Goal =>
Pull out every line of the data below that contains the string "Find". Matches are case-sensitive.

Records provided =>
%%

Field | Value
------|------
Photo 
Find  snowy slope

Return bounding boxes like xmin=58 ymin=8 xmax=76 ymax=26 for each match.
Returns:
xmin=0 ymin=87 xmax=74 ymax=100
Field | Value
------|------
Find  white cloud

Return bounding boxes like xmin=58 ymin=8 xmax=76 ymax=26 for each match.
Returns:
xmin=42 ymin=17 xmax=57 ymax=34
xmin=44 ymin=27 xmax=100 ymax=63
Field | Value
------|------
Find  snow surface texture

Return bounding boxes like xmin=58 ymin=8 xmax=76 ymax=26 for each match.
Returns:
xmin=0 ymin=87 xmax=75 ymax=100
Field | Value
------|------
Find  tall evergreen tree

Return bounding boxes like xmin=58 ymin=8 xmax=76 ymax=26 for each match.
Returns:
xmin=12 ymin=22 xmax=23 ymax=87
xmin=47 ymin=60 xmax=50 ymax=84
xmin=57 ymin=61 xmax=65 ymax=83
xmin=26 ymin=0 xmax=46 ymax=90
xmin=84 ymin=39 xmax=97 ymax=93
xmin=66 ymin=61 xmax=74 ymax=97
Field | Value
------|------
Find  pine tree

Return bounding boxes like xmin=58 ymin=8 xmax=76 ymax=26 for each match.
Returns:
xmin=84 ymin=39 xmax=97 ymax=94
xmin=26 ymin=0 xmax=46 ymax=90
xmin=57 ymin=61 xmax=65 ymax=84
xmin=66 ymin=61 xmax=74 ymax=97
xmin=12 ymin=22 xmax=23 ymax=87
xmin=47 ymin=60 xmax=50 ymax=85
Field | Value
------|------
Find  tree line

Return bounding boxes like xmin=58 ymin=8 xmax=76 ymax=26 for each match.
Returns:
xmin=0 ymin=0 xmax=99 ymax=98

%%

Output for this task =>
Find  snowy slope
Find  white cloud
Find  snow surface texture
Find  tall evergreen tree
Find  pine tree
Find  tree line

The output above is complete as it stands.